_Texto proporcionado:_
——————
Cuanto más íntimamente le conocía, más le estimaba. Cuando Eck habló despectivamente de él como un mero gramático insignificante, Lutero exclamó: "Yo, el doctor en filosofía y teología, no me avergüenzo de ceder el paso, si la mente de este gramático piensa de forma diferente a la mía; ya lo he hecho a menudo, y hago lo mismo a diario, por los dones con los que Dios ha llenado tan ricamente este frágil vaso; honro la obra de mi Dios en él". "Felipe", dijo en otra ocasión, "es una maravilla para todos nosotros; si el Señor quiere, vencerá a muchos Martinos como el enemigo más poderoso del diablo y de la escolástica"; y de nuevo, "Este pequeño griego es incluso mi maestro en teología".
Tales eran las palabras de Lutero, no pronunciadas a amigos particulares de Melanchthon, para complacerles, ni en discursos públicos o poesía, en los que en aquella época los amigos prodigaban halagos a los amigos, sino en cartas confidenciales a sus amigos más íntimos, a Spalatin, Staupitz y otros.
Tan dispuesto y preparado estaba, mientras él mismo se encontraba en el camino de las más elevadas obras y éxitos, a ceder la precedencia a este nuevo compañero que Dios le había dado. Lutero también se interesó con Spalatin para obtener un salario más alto para Melanchthon, y así retenerlo en Wittenberg. En común con otros amigos, se esforzó por inducirlo a casarse; pues necesitaba una esposa que cuidara de su salud y de su casa mejor que él mismo. Su matrimonio tuvo lugar en 1520, después de que al principio se resistiera, para no permitir ninguna interrupción a su mayor disfrute, sus estudios eruditos.
En la universidad, Lutero también se dedicaba a los preparativos necesarios para muchas clases que no eran de teología. Persistía con firmeza en sus esfuerzos por conseguir el nombramiento de un profesor de hebreo competente.
También se esforzó por conseguir que un impresor cualificado, el hijo del impresor Lotter de Leipzig, se estableciera en la universidad, y montara allí por primera vez una imprenta para tres lenguas, alemán, latín y griego. Para todo este tipo de cosas que se sometían al Elector, que se interesaba constantemente por la prosperidad de la universidad, su amigo Spalatin era su intermediario confidencial. Ya en 1518 Lutero le había expresado el deseo y la esperanza de que Wittenberg, en honor de Federico el Sabio, se convirtiera, mediante una nueva ordenación de los estudios, en la ocasión y el modelo para una reforma general de las universidades. Además de sus constantes y arduas labores de diversa índole, también participaba en el trato social de sus colegas, aunque se quejaba del tiempo que perdía en invitaciones y entretenimientos.
En la iglesia de la ciudad de Wittenberg continuó con sus activas tareas no sólo los domingos, sino también durante la semana. Su costumbre era exponer de forma consecutiva en un ciclo de sermones el Antiguo y el Nuevo Testamento, y explicaba en particular a los niños y a los menores de edad el Padrenuestro y los Diez Mandamientos. Esta sola obra, se quejó una vez a Spalatin, requería propiamente un hombre para ella y nada más.
——————
_Registros:_
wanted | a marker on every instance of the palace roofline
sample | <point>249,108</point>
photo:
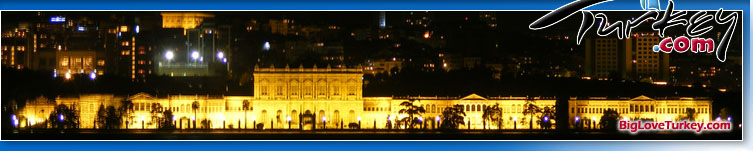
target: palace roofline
<point>301,69</point>
<point>467,97</point>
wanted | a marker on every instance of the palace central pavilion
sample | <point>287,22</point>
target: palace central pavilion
<point>331,98</point>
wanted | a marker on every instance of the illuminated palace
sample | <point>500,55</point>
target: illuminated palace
<point>331,98</point>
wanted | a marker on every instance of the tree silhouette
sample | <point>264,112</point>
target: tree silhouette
<point>166,122</point>
<point>113,119</point>
<point>156,112</point>
<point>492,114</point>
<point>531,109</point>
<point>64,117</point>
<point>547,114</point>
<point>195,106</point>
<point>412,111</point>
<point>609,119</point>
<point>452,117</point>
<point>101,117</point>
<point>690,114</point>
<point>246,106</point>
<point>126,110</point>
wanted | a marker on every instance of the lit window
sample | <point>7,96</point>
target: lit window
<point>123,28</point>
<point>64,61</point>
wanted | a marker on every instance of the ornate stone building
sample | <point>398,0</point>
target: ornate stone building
<point>331,98</point>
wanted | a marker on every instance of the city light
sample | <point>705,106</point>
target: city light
<point>267,45</point>
<point>195,55</point>
<point>220,55</point>
<point>14,119</point>
<point>169,55</point>
<point>57,19</point>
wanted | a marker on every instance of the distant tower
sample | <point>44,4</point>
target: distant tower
<point>382,20</point>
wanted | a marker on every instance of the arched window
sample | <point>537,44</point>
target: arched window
<point>321,88</point>
<point>322,118</point>
<point>308,88</point>
<point>352,87</point>
<point>280,90</point>
<point>279,118</point>
<point>294,88</point>
<point>336,118</point>
<point>336,87</point>
<point>263,117</point>
<point>264,87</point>
<point>352,116</point>
<point>294,118</point>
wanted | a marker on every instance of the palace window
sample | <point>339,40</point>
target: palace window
<point>64,61</point>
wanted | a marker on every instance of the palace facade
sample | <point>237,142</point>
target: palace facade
<point>331,98</point>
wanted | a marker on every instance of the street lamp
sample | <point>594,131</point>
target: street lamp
<point>324,122</point>
<point>289,122</point>
<point>267,46</point>
<point>220,55</point>
<point>169,55</point>
<point>92,75</point>
<point>359,122</point>
<point>195,55</point>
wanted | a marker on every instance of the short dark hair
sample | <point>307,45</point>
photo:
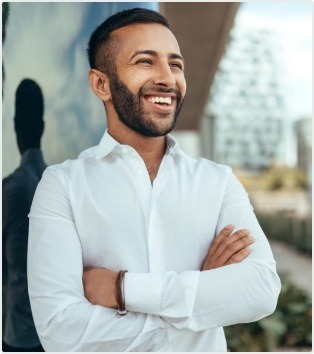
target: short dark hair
<point>102,48</point>
<point>29,111</point>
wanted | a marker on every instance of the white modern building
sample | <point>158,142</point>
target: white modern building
<point>246,110</point>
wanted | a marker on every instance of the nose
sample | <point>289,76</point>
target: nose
<point>164,76</point>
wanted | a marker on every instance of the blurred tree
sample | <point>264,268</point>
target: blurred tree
<point>5,17</point>
<point>290,326</point>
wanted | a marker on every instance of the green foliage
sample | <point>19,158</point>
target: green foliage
<point>289,326</point>
<point>284,177</point>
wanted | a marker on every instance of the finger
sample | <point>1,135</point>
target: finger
<point>240,256</point>
<point>231,239</point>
<point>224,233</point>
<point>235,247</point>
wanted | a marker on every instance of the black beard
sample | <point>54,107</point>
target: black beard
<point>130,111</point>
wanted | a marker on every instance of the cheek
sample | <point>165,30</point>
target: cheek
<point>182,86</point>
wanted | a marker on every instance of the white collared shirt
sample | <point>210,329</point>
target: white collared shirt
<point>102,211</point>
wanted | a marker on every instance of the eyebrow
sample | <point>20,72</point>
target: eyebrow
<point>154,54</point>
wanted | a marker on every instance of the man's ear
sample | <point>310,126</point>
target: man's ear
<point>99,84</point>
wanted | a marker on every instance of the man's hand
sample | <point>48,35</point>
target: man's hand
<point>227,249</point>
<point>99,286</point>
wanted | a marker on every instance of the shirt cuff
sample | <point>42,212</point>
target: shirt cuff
<point>142,292</point>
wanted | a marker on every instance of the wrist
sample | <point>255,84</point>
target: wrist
<point>119,293</point>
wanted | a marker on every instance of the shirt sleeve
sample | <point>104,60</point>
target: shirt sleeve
<point>64,319</point>
<point>237,293</point>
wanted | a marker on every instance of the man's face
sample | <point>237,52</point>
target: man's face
<point>148,87</point>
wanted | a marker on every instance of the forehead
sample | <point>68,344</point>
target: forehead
<point>150,36</point>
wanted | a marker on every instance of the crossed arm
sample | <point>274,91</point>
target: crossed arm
<point>233,285</point>
<point>226,249</point>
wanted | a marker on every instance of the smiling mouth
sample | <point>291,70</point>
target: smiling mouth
<point>159,100</point>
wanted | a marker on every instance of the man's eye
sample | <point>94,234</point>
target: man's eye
<point>177,65</point>
<point>144,61</point>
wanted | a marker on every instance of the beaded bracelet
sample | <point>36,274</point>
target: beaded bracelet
<point>120,294</point>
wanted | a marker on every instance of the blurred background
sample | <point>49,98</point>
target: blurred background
<point>248,105</point>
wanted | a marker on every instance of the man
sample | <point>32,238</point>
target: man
<point>136,202</point>
<point>18,190</point>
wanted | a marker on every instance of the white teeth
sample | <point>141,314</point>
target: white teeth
<point>156,99</point>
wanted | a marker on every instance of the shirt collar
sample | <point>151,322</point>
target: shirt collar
<point>32,155</point>
<point>108,144</point>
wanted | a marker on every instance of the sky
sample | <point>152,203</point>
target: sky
<point>47,43</point>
——————
_Consigna:_
Repite, por favor, el fragmento del texto sobre Lutero y Melanchthon desde "Tan dispuesto y" hasta "de hebreo competente.".

_Tu solución:_
Tan dispuesto y preparado estaba, mientras él mismo se encontraba en el camino de las más elevadas obras y éxitos, a ceder la precedencia a este nuevo compañero que Dios le había dado. Lutero también se interesó con Spalatin para obtener un salario más alto para Melanchthon, y así retenerlo en Wittenberg. En común con otros amigos, se esforzó por inducirlo a casarse; pues necesitaba una esposa que cuidara de su salud y de su casa mejor que él mismo. Su matrimonio tuvo lugar en 1520, después de que al principio se resistiera, para no permitir ninguna interrupción a su mayor disfrute, sus estudios eruditos.
En la universidad, Lutero también se dedicaba a los preparativos necesarios para muchas clases que no eran de teología. Persistía con firmeza en sus esfuerzos por conseguir el nombramiento de un profesor de hebreo competente.